## What you should do
Can you write out again every line in the part that opens with the line containing "Spot the bicycle headlight" and runs through the last of the lines below, shifting each answer coordinate up by 68 while leaving every other line and number unchanged? Reproduce that part alone.

[START Records supplied]

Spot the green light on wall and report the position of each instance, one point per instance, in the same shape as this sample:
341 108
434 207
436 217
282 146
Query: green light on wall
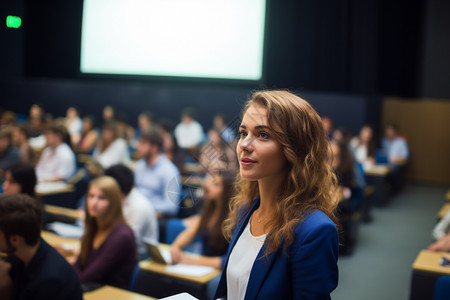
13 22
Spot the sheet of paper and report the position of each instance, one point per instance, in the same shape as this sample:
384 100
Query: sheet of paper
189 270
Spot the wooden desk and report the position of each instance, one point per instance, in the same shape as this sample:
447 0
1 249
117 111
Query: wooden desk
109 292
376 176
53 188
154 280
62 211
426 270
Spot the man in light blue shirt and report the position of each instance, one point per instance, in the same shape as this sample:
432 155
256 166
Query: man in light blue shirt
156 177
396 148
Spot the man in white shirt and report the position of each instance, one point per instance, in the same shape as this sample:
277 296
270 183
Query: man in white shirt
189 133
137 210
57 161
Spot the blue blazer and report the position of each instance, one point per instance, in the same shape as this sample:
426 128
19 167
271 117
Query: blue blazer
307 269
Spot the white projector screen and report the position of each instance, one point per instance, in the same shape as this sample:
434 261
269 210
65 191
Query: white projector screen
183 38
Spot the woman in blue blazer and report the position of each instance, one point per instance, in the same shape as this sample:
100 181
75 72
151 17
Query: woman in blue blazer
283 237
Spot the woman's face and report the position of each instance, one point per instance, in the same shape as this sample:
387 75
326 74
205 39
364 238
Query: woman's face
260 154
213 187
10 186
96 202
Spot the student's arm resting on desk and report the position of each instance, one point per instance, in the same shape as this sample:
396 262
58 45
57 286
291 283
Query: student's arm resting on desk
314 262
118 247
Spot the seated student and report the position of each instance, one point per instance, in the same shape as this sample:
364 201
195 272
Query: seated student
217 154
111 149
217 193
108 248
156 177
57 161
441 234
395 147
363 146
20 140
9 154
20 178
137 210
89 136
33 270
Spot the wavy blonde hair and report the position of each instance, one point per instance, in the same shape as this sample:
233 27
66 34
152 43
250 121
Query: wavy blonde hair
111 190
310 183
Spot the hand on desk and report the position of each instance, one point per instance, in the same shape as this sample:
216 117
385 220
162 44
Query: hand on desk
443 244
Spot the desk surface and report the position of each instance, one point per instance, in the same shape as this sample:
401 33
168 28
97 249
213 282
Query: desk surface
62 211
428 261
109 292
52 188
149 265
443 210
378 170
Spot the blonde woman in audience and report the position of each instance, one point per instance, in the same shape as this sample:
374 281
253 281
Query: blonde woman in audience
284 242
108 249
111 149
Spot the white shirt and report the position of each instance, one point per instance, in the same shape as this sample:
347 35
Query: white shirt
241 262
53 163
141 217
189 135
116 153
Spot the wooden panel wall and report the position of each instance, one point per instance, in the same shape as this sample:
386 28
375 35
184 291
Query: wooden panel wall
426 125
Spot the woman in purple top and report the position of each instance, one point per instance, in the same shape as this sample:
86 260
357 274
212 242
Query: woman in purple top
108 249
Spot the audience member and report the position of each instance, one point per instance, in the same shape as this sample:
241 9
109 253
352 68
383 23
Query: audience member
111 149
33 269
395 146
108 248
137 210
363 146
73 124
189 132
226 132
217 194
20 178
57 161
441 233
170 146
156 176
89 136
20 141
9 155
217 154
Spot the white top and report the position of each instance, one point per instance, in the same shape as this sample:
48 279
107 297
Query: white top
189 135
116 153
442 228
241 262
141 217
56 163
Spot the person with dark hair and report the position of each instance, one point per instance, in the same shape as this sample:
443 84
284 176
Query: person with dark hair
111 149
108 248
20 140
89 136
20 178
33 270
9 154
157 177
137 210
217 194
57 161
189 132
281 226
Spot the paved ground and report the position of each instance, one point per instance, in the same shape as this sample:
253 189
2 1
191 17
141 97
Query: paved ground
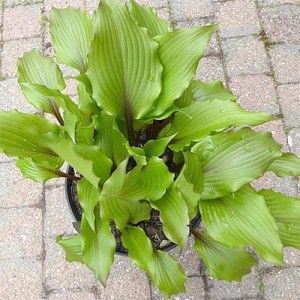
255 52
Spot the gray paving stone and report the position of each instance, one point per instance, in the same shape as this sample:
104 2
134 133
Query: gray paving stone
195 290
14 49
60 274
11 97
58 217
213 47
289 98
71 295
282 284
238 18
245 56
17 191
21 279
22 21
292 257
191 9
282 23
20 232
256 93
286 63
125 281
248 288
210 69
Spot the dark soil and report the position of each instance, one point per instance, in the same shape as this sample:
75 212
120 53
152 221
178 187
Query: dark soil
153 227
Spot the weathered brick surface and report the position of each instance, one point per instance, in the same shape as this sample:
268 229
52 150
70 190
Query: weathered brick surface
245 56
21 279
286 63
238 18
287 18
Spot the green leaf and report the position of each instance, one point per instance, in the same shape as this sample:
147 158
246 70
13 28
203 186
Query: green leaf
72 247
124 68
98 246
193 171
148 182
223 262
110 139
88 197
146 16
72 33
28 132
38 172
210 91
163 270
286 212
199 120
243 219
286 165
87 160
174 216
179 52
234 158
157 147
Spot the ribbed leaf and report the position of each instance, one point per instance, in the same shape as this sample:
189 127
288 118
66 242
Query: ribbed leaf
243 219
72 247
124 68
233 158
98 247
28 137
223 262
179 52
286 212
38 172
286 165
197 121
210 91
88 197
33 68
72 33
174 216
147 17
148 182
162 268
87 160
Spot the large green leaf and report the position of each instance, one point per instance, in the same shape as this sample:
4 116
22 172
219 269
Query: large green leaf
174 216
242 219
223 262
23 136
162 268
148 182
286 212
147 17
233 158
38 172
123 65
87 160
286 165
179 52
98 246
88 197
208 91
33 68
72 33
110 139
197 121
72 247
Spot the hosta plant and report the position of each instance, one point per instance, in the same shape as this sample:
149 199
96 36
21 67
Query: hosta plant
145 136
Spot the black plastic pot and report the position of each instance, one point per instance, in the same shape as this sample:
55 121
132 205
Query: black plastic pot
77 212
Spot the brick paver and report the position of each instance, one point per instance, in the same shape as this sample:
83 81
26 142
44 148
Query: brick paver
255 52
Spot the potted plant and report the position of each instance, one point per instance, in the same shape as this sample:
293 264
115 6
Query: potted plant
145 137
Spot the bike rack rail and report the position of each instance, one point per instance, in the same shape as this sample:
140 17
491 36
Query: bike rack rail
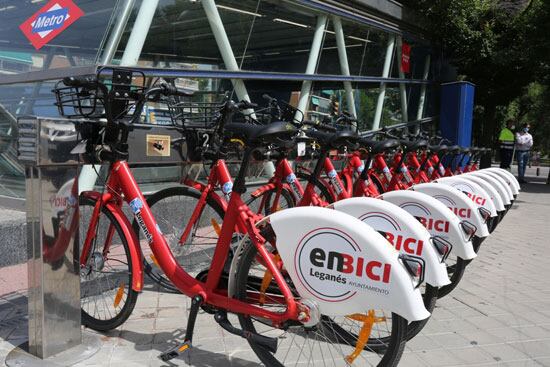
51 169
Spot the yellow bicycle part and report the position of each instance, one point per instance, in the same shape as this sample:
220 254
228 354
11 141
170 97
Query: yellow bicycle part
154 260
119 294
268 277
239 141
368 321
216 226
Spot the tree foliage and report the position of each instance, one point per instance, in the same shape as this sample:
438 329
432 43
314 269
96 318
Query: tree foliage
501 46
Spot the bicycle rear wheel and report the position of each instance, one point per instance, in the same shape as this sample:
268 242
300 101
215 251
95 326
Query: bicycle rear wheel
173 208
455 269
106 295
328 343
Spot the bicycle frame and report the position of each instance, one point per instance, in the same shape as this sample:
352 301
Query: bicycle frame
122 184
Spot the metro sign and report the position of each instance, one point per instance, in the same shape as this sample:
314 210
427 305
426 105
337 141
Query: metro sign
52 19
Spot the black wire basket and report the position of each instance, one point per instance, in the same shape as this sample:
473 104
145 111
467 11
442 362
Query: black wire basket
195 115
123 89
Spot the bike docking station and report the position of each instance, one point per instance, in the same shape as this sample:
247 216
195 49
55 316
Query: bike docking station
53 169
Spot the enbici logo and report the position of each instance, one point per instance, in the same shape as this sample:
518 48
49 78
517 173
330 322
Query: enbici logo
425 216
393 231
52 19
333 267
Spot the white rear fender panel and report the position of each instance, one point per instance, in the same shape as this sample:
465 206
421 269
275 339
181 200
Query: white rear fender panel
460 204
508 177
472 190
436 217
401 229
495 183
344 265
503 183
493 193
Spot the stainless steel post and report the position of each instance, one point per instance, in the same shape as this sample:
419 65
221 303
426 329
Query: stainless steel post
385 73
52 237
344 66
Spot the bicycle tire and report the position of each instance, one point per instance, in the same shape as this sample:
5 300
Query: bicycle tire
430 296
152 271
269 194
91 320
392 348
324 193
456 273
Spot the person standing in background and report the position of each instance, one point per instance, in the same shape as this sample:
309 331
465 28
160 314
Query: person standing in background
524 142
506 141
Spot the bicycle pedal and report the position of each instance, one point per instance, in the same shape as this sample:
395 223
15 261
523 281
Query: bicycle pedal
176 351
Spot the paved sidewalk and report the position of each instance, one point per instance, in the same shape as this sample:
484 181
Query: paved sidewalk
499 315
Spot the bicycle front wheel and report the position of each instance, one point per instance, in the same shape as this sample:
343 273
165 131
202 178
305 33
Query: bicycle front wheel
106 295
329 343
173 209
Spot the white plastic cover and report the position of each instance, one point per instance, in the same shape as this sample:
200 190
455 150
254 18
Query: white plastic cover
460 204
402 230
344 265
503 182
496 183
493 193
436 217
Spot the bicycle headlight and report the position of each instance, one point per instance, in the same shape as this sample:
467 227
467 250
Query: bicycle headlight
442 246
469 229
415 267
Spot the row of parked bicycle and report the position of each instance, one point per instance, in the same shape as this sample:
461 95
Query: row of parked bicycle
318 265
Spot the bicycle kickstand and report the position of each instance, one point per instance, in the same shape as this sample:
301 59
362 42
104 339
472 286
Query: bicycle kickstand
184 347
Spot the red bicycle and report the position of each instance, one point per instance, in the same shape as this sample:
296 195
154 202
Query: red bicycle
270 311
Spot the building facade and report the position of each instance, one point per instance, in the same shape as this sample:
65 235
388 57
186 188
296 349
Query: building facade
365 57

[END Records supplied]

## Output for this exercise
Spot the bicycle headlight and report the position of each instance, one point per instance, in the same shape as this sample:
467 227
467 250
Query: bicycle headlight
510 314
537 297
483 335
Spot the row of parked bicycle and report the position of each instance, one point per instance, in the same shape as this sample:
461 95
Query: row of parked bicycle
386 333
Spot the bicycle kickstand and report the position of each instance, one point per instance, in the same shape as this sample:
301 59
362 42
104 339
472 286
Query: bicycle kickstand
252 415
Spot the red bicycle and report the position of each instance, one point per instance, in the same shape as this sample:
296 195
154 202
Query: red bicycle
338 379
Spot the building facade and report the position of each instance, one point per instance, in the same shape as this sample:
65 235
388 57
186 188
296 349
Query: building facade
433 125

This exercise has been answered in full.